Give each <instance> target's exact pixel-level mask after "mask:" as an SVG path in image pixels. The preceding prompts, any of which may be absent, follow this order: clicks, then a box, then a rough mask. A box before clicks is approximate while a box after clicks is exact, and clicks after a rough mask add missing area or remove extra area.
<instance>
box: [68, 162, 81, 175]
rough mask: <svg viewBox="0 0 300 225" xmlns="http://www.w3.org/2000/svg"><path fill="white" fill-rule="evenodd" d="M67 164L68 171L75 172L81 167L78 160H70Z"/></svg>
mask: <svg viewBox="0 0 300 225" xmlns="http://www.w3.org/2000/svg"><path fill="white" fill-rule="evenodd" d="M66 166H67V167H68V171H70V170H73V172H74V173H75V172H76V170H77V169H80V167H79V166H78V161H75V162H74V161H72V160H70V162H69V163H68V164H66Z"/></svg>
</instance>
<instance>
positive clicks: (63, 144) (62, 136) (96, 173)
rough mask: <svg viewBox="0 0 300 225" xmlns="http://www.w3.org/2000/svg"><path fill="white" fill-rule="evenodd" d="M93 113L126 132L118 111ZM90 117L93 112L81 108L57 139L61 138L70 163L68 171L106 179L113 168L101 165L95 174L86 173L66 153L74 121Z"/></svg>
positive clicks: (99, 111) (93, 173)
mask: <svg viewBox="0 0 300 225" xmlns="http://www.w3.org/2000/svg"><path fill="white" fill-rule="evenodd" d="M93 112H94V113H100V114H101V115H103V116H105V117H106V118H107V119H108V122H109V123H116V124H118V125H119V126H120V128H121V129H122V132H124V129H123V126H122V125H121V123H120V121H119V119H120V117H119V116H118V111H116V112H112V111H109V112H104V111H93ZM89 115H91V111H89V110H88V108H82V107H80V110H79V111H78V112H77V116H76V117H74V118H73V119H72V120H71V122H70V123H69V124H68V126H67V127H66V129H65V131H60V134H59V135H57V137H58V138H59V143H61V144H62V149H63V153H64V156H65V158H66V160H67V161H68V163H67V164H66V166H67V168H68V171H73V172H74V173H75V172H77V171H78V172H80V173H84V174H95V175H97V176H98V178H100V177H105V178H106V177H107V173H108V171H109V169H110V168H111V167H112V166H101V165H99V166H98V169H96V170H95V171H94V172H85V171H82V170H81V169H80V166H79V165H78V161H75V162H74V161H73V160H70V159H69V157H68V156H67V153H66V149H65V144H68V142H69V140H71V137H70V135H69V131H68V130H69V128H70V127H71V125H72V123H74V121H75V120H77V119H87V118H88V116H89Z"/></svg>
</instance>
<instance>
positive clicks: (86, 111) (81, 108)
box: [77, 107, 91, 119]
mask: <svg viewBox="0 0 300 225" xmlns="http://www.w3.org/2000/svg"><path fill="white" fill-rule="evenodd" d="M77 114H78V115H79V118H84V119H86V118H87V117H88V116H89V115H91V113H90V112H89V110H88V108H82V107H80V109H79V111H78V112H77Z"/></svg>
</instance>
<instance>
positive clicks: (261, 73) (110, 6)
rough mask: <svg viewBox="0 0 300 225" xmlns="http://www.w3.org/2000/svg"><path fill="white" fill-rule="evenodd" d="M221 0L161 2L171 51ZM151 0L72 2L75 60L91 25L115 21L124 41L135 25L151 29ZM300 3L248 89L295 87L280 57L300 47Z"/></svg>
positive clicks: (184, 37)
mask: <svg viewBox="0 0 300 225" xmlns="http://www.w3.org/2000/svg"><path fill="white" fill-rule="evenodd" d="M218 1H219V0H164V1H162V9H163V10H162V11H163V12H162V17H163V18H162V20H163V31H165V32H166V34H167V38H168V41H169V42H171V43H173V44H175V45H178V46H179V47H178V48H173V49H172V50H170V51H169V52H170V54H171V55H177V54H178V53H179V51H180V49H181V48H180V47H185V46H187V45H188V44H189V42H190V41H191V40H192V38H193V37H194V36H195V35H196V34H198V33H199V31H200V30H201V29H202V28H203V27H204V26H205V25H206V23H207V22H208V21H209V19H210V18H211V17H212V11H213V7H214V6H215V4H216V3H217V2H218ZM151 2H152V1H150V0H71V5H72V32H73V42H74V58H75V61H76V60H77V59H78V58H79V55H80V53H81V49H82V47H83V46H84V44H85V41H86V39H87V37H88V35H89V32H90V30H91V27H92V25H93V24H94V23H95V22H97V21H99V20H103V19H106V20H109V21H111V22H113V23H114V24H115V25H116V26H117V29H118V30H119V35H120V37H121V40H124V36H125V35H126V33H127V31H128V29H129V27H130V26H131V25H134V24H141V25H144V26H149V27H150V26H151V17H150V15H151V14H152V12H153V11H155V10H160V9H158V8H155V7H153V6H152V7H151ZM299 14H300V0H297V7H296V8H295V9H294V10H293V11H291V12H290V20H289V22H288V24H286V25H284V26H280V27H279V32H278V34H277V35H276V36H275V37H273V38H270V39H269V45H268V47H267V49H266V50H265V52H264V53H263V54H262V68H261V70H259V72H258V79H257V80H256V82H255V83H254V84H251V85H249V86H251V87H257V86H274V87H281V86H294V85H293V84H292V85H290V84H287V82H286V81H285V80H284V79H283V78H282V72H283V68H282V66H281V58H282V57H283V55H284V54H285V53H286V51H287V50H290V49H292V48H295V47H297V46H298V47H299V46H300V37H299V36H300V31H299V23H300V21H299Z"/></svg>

■ **EXERCISE**
Could you please reproduce each record exactly, leaving nothing out?

■ **RESULT**
Give each <instance> target's exact pixel-level mask after "mask:" as an SVG path in image pixels. The preceding prompts, any of which may be absent, follow this order: clicks, then a box, then a rough mask. A box before clicks is approximate while a box after clicks is exact, and clicks after a rough mask add missing area or remove extra area.
<instance>
box: [68, 162, 81, 175]
rough mask: <svg viewBox="0 0 300 225" xmlns="http://www.w3.org/2000/svg"><path fill="white" fill-rule="evenodd" d="M67 164L68 171L75 172L81 167L78 160H70Z"/></svg>
mask: <svg viewBox="0 0 300 225" xmlns="http://www.w3.org/2000/svg"><path fill="white" fill-rule="evenodd" d="M66 166H67V167H68V171H70V170H73V172H74V173H75V172H76V170H77V169H80V167H79V166H78V161H75V162H74V161H72V160H70V162H69V163H68V164H66Z"/></svg>
</instance>
<instance>
positive clicks: (63, 144) (62, 136) (96, 173)
rough mask: <svg viewBox="0 0 300 225" xmlns="http://www.w3.org/2000/svg"><path fill="white" fill-rule="evenodd" d="M93 113L126 132L118 111ZM90 117L93 112L81 108L57 139L61 138L70 163L68 171L106 179L113 168L101 165L95 174L86 173L66 153L74 121Z"/></svg>
positive clicks: (99, 111) (93, 173)
mask: <svg viewBox="0 0 300 225" xmlns="http://www.w3.org/2000/svg"><path fill="white" fill-rule="evenodd" d="M93 112H94V113H100V114H101V115H103V116H105V117H106V118H107V119H108V122H109V123H116V124H118V125H119V126H120V128H121V129H122V132H124V129H123V126H122V125H121V123H120V121H119V119H120V117H119V116H118V111H116V112H112V111H109V112H104V111H93ZM89 115H91V111H89V110H88V108H82V107H80V110H79V111H78V112H77V116H76V117H74V118H73V119H72V120H71V122H70V123H69V124H68V126H67V127H66V129H65V131H60V134H59V135H57V137H58V138H59V143H61V144H62V149H63V153H64V156H65V158H66V160H67V161H68V163H67V164H66V166H67V168H68V171H73V172H74V173H75V172H77V171H78V172H80V173H84V174H95V175H97V176H98V178H100V177H105V178H106V177H107V173H108V171H109V169H110V168H111V167H112V166H101V165H99V166H98V169H96V170H95V171H94V172H85V171H82V170H81V169H80V166H79V165H78V161H75V162H74V161H73V160H70V159H69V157H68V156H67V153H66V149H65V144H68V142H69V140H71V137H70V135H69V131H68V130H69V128H70V127H71V125H72V123H74V121H75V120H77V119H87V118H88V116H89Z"/></svg>
</instance>
<instance>
positive clicks: (86, 111) (81, 108)
box: [77, 107, 91, 119]
mask: <svg viewBox="0 0 300 225" xmlns="http://www.w3.org/2000/svg"><path fill="white" fill-rule="evenodd" d="M77 114H78V115H79V118H84V119H86V118H87V117H88V116H89V115H91V113H90V112H89V110H88V108H82V107H80V109H79V111H78V112H77Z"/></svg>
</instance>
<instance>
positive clicks: (261, 73) (110, 6)
rough mask: <svg viewBox="0 0 300 225" xmlns="http://www.w3.org/2000/svg"><path fill="white" fill-rule="evenodd" d="M221 0L161 2L171 51ZM151 0L72 2L75 60L91 25L115 21L124 41L135 25L151 29ZM300 3L248 89L295 87L280 57L300 47Z"/></svg>
positive clicks: (184, 37)
mask: <svg viewBox="0 0 300 225" xmlns="http://www.w3.org/2000/svg"><path fill="white" fill-rule="evenodd" d="M218 1H219V0H164V1H162V9H163V10H162V11H163V12H162V17H163V18H162V20H163V31H165V32H166V34H167V38H168V41H169V42H171V43H173V44H175V45H178V46H179V47H178V48H173V49H172V50H170V51H169V52H170V54H171V55H177V54H178V53H179V51H180V49H181V48H180V47H185V46H187V45H188V44H189V42H190V41H191V40H192V38H193V37H194V36H195V35H196V34H198V33H199V31H200V30H201V29H202V28H203V27H204V26H205V25H206V23H207V22H208V21H209V19H210V18H211V17H212V11H213V7H214V6H215V4H216V3H217V2H218ZM151 2H152V1H150V0H71V5H72V32H73V42H74V58H75V61H76V60H77V59H78V58H79V55H80V53H81V49H82V47H83V46H84V44H85V41H86V39H87V37H88V35H89V32H90V30H91V27H92V25H93V24H94V23H95V22H97V21H99V20H103V19H106V20H109V21H111V22H113V23H114V24H115V25H116V26H117V29H118V30H119V35H120V37H121V40H124V36H125V35H126V33H127V31H128V29H129V27H130V26H131V25H134V24H141V25H144V26H149V27H150V26H151V17H150V15H151V14H152V12H153V11H155V10H160V9H158V8H155V7H153V6H152V7H151ZM299 14H300V0H297V7H296V8H295V9H294V10H293V11H291V12H290V20H289V22H288V24H286V25H284V26H280V27H279V32H278V34H277V35H276V36H275V37H273V38H270V39H269V45H268V47H267V49H266V50H265V52H264V53H263V54H262V68H261V70H259V72H258V79H257V80H256V82H255V83H254V84H251V85H249V86H251V87H257V86H274V87H281V86H294V85H293V84H292V85H290V84H287V82H286V81H285V80H284V79H283V78H282V72H283V68H282V66H281V58H282V57H283V55H284V54H285V53H286V51H287V50H290V49H292V48H295V47H297V46H298V47H299V46H300V37H299V36H300V31H299V23H300V21H299Z"/></svg>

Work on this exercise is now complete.